Builders also face competition from a glut of unsold homes. At the current sales pace, it would take about a year to exhaust the supply of previously occupied homes on the market. Homes lost to foreclosure, which are expected to eclipse the 1 million mark this year, could further add to that glut, and put pressure on builders to lower prices.

So far, KB has been able to hold the line on prices overall, but Mezger noted that could change.

“Our primary goal right now is to hold margins,” he said. “On a community specific basis, we may need to get more aggressive as the quarter unfolds, if the markets don’t improve …”

KB Home said it lost $1.4 million, or 2 cents a share, in the three months ended Aug. 31. That compares with a loss of $66 million, or 87 cents a share, a year earlier.

The quarter’s results included $3.3 million in inventory impairment and land option contract abandonment charges. This is considerably lower than the $47.7 million for similar charges in the prior-year period.

Revenue rose 9 percent to $501 million, the first year-over-year increase in almost four years,

The performance was much better than the loss of 15 cents per share and revenue of $477.8 million that analysts polled by Thomson Reuters expected. These estimates usually take out one-time items.

=-=-=-=-=

■ GIVEN TASK A: Pull out every line of the entries that contains the word "like".
The KB Home article and the entries come from unrelated sources.

=-=-=-=-=

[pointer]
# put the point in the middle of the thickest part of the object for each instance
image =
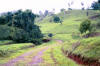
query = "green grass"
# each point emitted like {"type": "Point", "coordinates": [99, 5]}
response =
{"type": "Point", "coordinates": [6, 50]}
{"type": "Point", "coordinates": [89, 47]}
{"type": "Point", "coordinates": [3, 42]}
{"type": "Point", "coordinates": [69, 33]}
{"type": "Point", "coordinates": [61, 60]}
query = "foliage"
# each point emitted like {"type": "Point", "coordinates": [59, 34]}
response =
{"type": "Point", "coordinates": [50, 34]}
{"type": "Point", "coordinates": [57, 19]}
{"type": "Point", "coordinates": [85, 26]}
{"type": "Point", "coordinates": [5, 32]}
{"type": "Point", "coordinates": [96, 5]}
{"type": "Point", "coordinates": [23, 27]}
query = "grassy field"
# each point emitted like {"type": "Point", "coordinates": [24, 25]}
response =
{"type": "Point", "coordinates": [67, 32]}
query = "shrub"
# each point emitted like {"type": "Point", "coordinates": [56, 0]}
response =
{"type": "Point", "coordinates": [56, 19]}
{"type": "Point", "coordinates": [4, 53]}
{"type": "Point", "coordinates": [19, 35]}
{"type": "Point", "coordinates": [86, 26]}
{"type": "Point", "coordinates": [98, 25]}
{"type": "Point", "coordinates": [5, 32]}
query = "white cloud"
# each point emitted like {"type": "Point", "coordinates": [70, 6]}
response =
{"type": "Point", "coordinates": [36, 5]}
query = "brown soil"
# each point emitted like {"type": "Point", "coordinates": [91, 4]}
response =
{"type": "Point", "coordinates": [81, 60]}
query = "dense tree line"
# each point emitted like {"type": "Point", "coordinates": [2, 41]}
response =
{"type": "Point", "coordinates": [19, 26]}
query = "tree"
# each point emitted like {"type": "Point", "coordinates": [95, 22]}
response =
{"type": "Point", "coordinates": [82, 5]}
{"type": "Point", "coordinates": [23, 27]}
{"type": "Point", "coordinates": [85, 26]}
{"type": "Point", "coordinates": [46, 12]}
{"type": "Point", "coordinates": [96, 5]}
{"type": "Point", "coordinates": [5, 32]}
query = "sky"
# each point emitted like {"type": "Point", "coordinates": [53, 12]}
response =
{"type": "Point", "coordinates": [37, 5]}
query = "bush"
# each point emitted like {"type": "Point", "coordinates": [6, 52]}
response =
{"type": "Point", "coordinates": [23, 27]}
{"type": "Point", "coordinates": [98, 25]}
{"type": "Point", "coordinates": [56, 19]}
{"type": "Point", "coordinates": [19, 35]}
{"type": "Point", "coordinates": [86, 26]}
{"type": "Point", "coordinates": [5, 32]}
{"type": "Point", "coordinates": [4, 53]}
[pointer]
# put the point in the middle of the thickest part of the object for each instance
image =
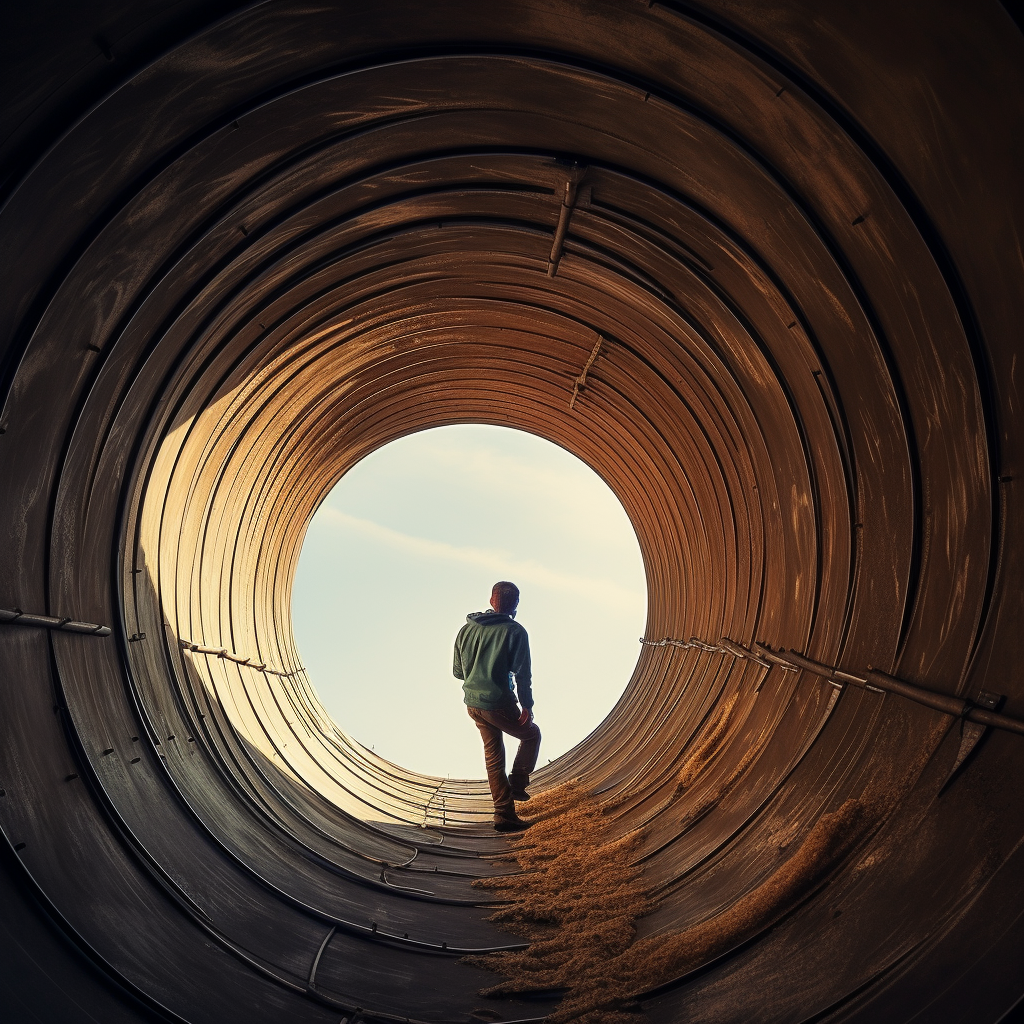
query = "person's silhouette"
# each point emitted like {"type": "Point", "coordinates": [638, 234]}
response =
{"type": "Point", "coordinates": [492, 656]}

=-=-=-=-=

■ GIVEN TASK B: Quote the KB Home article word for word between "Builders also face" and "to lower prices.", inclusive.

■ FULL OUTPUT A:
# each point emitted like {"type": "Point", "coordinates": [99, 5]}
# each point emitted like {"type": "Point", "coordinates": [59, 34]}
# each point emitted like {"type": "Point", "coordinates": [24, 25]}
# each point emitted like {"type": "Point", "coordinates": [56, 0]}
# each point emitted like {"type": "Point", "coordinates": [70, 6]}
# each point emitted like {"type": "Point", "coordinates": [91, 4]}
# each point emitted like {"type": "Point", "coordinates": [2, 41]}
# each point emitted like {"type": "Point", "coordinates": [95, 22]}
# each point emitted like {"type": "Point", "coordinates": [53, 12]}
# each point emitted like {"type": "Point", "coordinates": [6, 52]}
# each point emitted like {"type": "Point", "coordinates": [638, 234]}

■ FULL OUTPUT B:
Builders also face competition from a glut of unsold homes. At the current sales pace, it would take about a year to exhaust the supply of previously occupied homes on the market. Homes lost to foreclosure, which are expected to eclipse the 1 million mark this year, could further add to that glut, and put pressure on builders to lower prices.